Task instructions: Report every line in the data below that contains the word "blonde", copying each such line in full.

Records:
__________

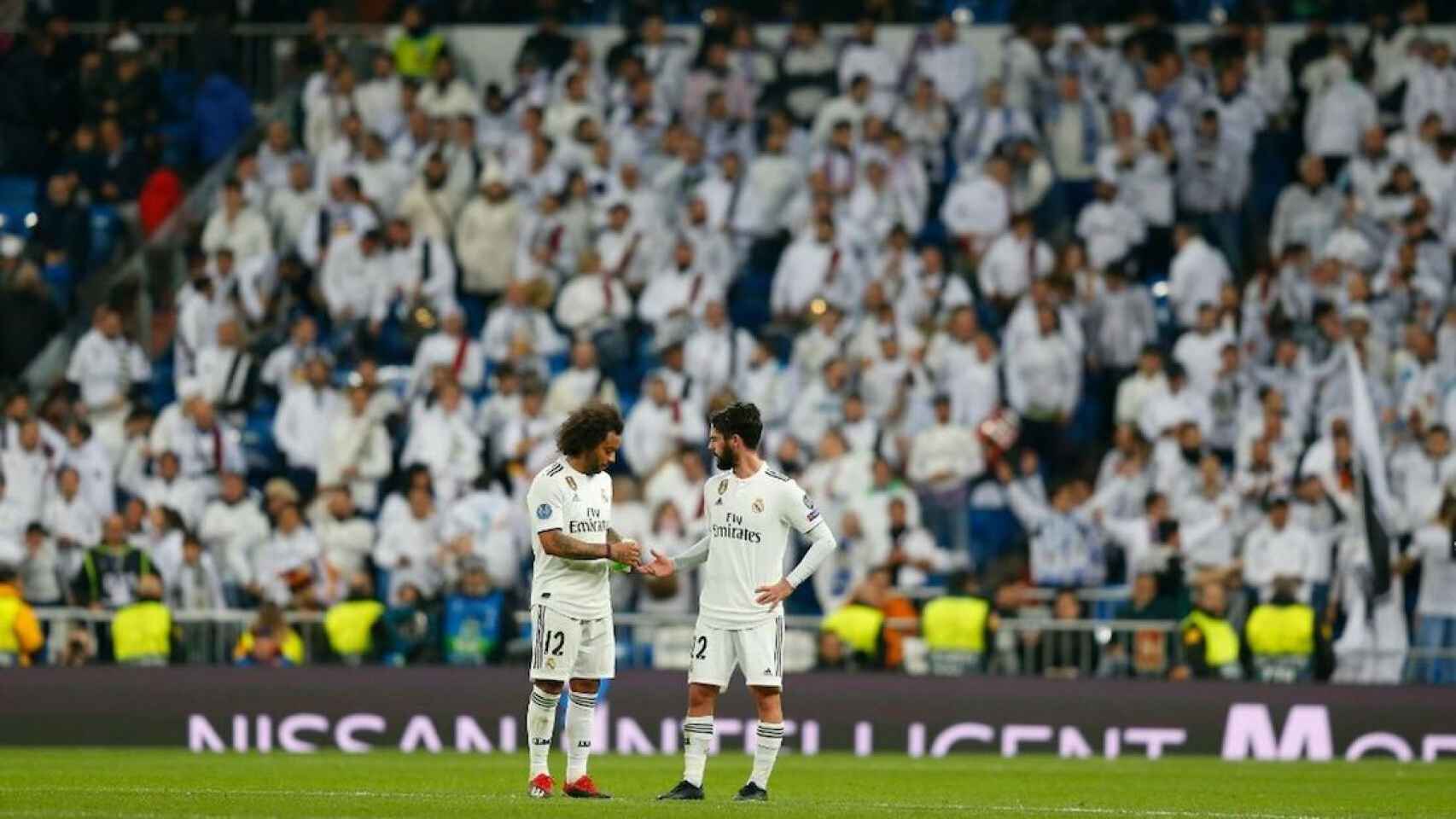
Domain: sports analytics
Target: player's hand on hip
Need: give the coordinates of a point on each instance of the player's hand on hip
(660, 566)
(769, 595)
(625, 552)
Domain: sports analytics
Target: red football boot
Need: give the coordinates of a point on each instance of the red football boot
(540, 787)
(584, 789)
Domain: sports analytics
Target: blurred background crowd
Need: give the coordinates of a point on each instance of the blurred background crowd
(1054, 332)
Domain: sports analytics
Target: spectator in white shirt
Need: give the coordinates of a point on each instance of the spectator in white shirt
(865, 57)
(515, 328)
(69, 517)
(443, 437)
(286, 567)
(451, 350)
(410, 546)
(527, 435)
(430, 204)
(942, 462)
(379, 99)
(583, 381)
(1109, 227)
(233, 528)
(354, 278)
(1165, 410)
(1336, 121)
(1280, 550)
(851, 107)
(1012, 262)
(90, 462)
(950, 63)
(1307, 212)
(657, 427)
(227, 375)
(301, 424)
(1139, 386)
(987, 125)
(597, 303)
(284, 365)
(717, 351)
(674, 299)
(1197, 276)
(445, 95)
(1200, 350)
(237, 227)
(105, 367)
(977, 206)
(357, 454)
(173, 491)
(486, 223)
(1043, 385)
(26, 470)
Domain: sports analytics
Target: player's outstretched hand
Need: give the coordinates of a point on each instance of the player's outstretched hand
(660, 566)
(769, 595)
(625, 552)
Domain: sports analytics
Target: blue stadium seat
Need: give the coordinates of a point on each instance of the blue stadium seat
(20, 192)
(105, 233)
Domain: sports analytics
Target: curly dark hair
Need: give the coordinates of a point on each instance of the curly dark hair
(585, 428)
(740, 419)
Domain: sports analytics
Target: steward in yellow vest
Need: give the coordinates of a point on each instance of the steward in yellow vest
(142, 631)
(1283, 636)
(1212, 646)
(20, 631)
(418, 47)
(356, 627)
(957, 627)
(861, 629)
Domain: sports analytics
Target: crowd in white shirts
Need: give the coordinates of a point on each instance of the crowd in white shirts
(897, 255)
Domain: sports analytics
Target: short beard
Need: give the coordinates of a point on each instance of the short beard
(727, 458)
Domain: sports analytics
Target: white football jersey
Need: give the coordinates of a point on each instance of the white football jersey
(748, 530)
(561, 498)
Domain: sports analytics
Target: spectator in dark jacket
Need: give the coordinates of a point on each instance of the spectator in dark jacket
(222, 115)
(133, 93)
(63, 227)
(32, 320)
(25, 105)
(84, 158)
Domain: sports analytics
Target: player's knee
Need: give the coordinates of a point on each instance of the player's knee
(548, 685)
(701, 695)
(766, 693)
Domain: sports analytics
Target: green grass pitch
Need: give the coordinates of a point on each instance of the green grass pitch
(133, 783)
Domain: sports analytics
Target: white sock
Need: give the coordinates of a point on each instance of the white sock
(698, 736)
(771, 736)
(579, 734)
(540, 720)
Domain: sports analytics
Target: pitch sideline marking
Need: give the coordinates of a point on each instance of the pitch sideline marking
(319, 793)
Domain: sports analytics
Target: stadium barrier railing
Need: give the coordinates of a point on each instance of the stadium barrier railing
(1024, 646)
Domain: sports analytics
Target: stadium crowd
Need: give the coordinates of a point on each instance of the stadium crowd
(1075, 322)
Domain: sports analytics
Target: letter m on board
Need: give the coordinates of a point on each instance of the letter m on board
(1249, 734)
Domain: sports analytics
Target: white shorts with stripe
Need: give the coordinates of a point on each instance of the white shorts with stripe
(757, 651)
(565, 648)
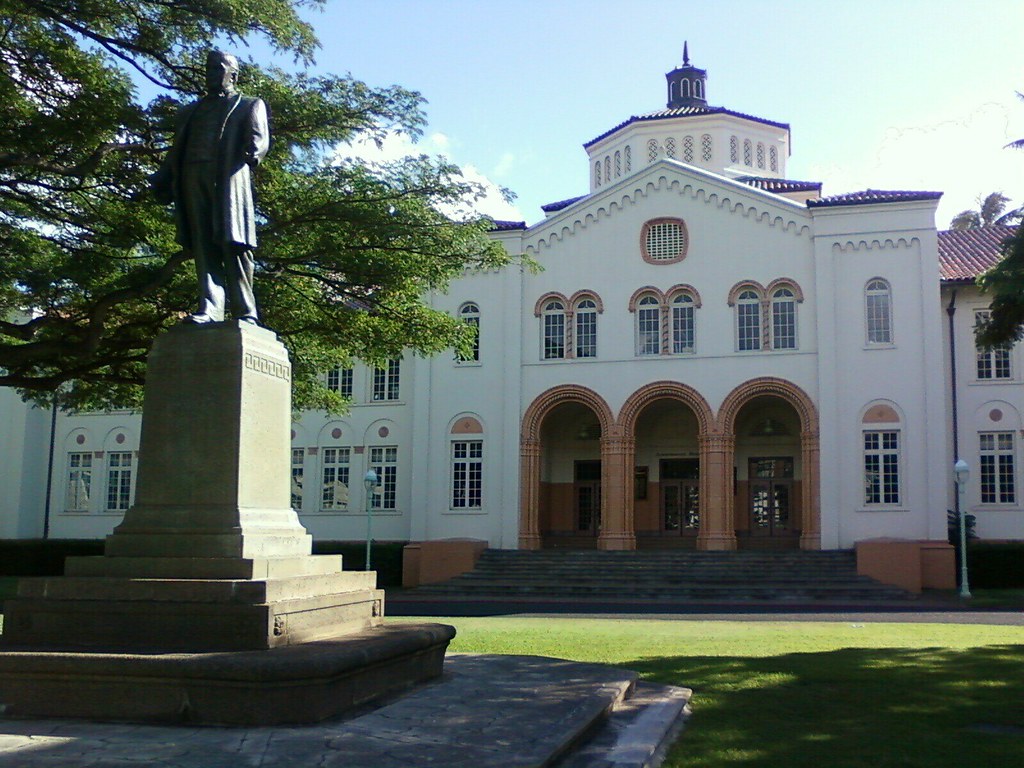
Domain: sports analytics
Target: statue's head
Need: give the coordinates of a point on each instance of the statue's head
(221, 72)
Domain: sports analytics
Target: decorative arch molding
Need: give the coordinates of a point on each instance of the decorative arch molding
(785, 283)
(586, 294)
(736, 289)
(645, 291)
(877, 244)
(675, 390)
(545, 402)
(539, 306)
(626, 194)
(683, 288)
(769, 385)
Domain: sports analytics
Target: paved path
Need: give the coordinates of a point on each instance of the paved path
(486, 712)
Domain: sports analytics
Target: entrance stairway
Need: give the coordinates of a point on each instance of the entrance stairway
(668, 576)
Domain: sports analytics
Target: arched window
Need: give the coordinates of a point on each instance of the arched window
(783, 318)
(683, 331)
(553, 323)
(586, 328)
(878, 311)
(648, 326)
(470, 314)
(748, 321)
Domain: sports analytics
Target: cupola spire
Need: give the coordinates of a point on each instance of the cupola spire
(687, 84)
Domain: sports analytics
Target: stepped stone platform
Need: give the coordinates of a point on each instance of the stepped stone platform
(671, 576)
(208, 605)
(485, 712)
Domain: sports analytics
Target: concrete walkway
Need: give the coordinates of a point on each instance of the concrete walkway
(486, 712)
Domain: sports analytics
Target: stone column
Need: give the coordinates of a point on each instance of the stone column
(616, 491)
(529, 494)
(718, 531)
(810, 524)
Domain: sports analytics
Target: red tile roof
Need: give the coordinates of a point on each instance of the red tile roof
(870, 197)
(964, 254)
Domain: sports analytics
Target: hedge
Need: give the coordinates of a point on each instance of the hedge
(995, 565)
(45, 556)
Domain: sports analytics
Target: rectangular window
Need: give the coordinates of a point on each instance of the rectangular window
(384, 461)
(586, 334)
(554, 336)
(79, 481)
(335, 487)
(340, 380)
(992, 364)
(882, 467)
(298, 459)
(682, 329)
(998, 482)
(749, 326)
(649, 331)
(386, 381)
(467, 474)
(119, 480)
(783, 325)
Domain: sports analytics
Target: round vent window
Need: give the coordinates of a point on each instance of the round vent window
(664, 241)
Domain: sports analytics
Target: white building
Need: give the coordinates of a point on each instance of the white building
(713, 356)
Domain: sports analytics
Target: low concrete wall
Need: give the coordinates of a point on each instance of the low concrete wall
(909, 564)
(428, 562)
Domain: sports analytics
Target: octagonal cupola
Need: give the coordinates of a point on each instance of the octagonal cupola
(687, 84)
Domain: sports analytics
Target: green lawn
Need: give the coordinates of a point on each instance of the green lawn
(806, 693)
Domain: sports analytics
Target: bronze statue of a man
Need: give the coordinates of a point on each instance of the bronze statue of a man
(206, 175)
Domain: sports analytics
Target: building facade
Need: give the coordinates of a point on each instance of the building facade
(713, 356)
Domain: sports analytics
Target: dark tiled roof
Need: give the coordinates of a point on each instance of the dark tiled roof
(552, 207)
(683, 112)
(871, 197)
(964, 254)
(779, 185)
(503, 226)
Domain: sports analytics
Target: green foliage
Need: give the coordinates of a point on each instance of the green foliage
(995, 565)
(91, 272)
(1005, 283)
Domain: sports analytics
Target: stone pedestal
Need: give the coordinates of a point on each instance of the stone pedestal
(211, 559)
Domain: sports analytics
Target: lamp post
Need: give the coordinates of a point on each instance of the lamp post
(370, 482)
(962, 472)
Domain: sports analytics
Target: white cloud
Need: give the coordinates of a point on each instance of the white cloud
(396, 146)
(963, 158)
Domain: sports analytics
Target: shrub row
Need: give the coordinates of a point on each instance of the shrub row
(45, 556)
(995, 565)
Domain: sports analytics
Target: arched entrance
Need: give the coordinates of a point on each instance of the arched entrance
(668, 423)
(773, 429)
(563, 470)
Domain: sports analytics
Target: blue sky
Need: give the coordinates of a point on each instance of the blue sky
(912, 94)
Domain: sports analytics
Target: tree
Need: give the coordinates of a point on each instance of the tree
(90, 272)
(991, 210)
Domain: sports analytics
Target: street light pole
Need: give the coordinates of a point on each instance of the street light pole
(370, 482)
(962, 472)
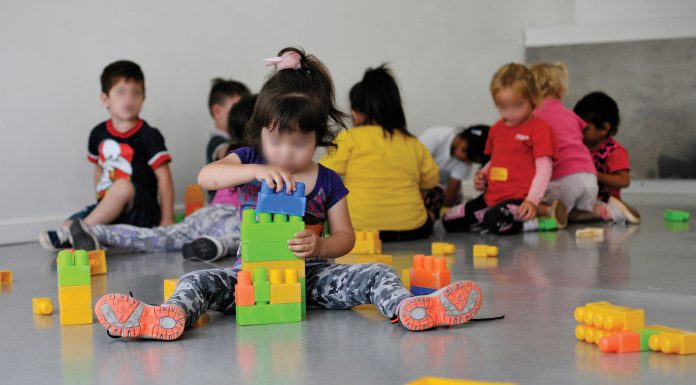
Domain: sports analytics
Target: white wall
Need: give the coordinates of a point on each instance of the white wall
(443, 52)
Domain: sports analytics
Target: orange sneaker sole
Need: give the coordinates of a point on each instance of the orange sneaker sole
(125, 316)
(454, 304)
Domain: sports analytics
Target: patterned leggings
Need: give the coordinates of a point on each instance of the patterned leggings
(219, 221)
(329, 286)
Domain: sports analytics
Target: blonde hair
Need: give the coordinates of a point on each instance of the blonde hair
(552, 79)
(519, 78)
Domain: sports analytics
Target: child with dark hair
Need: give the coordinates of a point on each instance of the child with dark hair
(130, 158)
(385, 167)
(610, 158)
(294, 114)
(454, 149)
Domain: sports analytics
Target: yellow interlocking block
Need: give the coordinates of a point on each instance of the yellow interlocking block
(76, 315)
(42, 305)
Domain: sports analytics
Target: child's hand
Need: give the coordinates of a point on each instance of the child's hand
(527, 211)
(304, 244)
(275, 178)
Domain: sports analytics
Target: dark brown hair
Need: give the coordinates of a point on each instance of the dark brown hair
(298, 100)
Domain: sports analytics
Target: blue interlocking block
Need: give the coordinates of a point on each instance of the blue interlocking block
(274, 202)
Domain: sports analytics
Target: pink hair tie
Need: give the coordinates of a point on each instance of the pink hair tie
(289, 59)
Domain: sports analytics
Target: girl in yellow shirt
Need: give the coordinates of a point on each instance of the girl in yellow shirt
(388, 171)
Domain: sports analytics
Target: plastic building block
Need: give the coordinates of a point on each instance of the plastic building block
(270, 201)
(285, 288)
(73, 268)
(672, 341)
(42, 305)
(442, 248)
(367, 242)
(430, 272)
(610, 317)
(485, 251)
(76, 314)
(5, 276)
(677, 215)
(97, 262)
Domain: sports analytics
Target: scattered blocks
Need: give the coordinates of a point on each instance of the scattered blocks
(442, 248)
(367, 242)
(676, 215)
(270, 201)
(42, 306)
(485, 251)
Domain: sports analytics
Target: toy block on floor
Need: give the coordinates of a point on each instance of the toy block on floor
(42, 305)
(5, 276)
(442, 248)
(270, 201)
(676, 215)
(485, 251)
(97, 262)
(367, 242)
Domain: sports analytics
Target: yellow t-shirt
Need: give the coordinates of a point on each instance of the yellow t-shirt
(385, 175)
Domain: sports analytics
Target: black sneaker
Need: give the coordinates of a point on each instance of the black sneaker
(205, 248)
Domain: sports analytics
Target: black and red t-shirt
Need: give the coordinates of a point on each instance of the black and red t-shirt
(133, 155)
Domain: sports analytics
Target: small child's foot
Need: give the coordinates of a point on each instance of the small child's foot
(125, 316)
(454, 304)
(205, 248)
(82, 239)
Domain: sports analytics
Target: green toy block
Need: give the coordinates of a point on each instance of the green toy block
(73, 268)
(677, 215)
(263, 314)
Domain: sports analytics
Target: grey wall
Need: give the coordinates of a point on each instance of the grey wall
(654, 83)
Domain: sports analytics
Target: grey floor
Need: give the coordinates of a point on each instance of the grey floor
(536, 282)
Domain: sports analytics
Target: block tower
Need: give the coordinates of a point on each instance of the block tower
(271, 286)
(74, 288)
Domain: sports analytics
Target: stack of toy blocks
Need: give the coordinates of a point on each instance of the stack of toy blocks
(271, 286)
(74, 288)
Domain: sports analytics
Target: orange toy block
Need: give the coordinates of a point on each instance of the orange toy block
(610, 317)
(485, 251)
(430, 272)
(244, 290)
(367, 242)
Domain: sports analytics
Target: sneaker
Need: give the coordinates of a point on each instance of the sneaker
(55, 240)
(624, 210)
(125, 316)
(82, 239)
(205, 248)
(454, 304)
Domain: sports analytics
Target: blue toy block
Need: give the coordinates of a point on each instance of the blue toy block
(270, 201)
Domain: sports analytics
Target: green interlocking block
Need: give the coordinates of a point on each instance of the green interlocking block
(677, 215)
(73, 269)
(262, 314)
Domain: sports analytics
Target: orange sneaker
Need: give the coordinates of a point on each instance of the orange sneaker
(125, 316)
(454, 304)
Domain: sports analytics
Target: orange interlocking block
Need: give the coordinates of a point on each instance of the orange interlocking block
(430, 272)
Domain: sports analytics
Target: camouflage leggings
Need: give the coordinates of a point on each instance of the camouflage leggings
(219, 221)
(329, 286)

__________

Response to this task:
Target: blonde hair
Need: give the coordinates of a point on each instance of the blonde hair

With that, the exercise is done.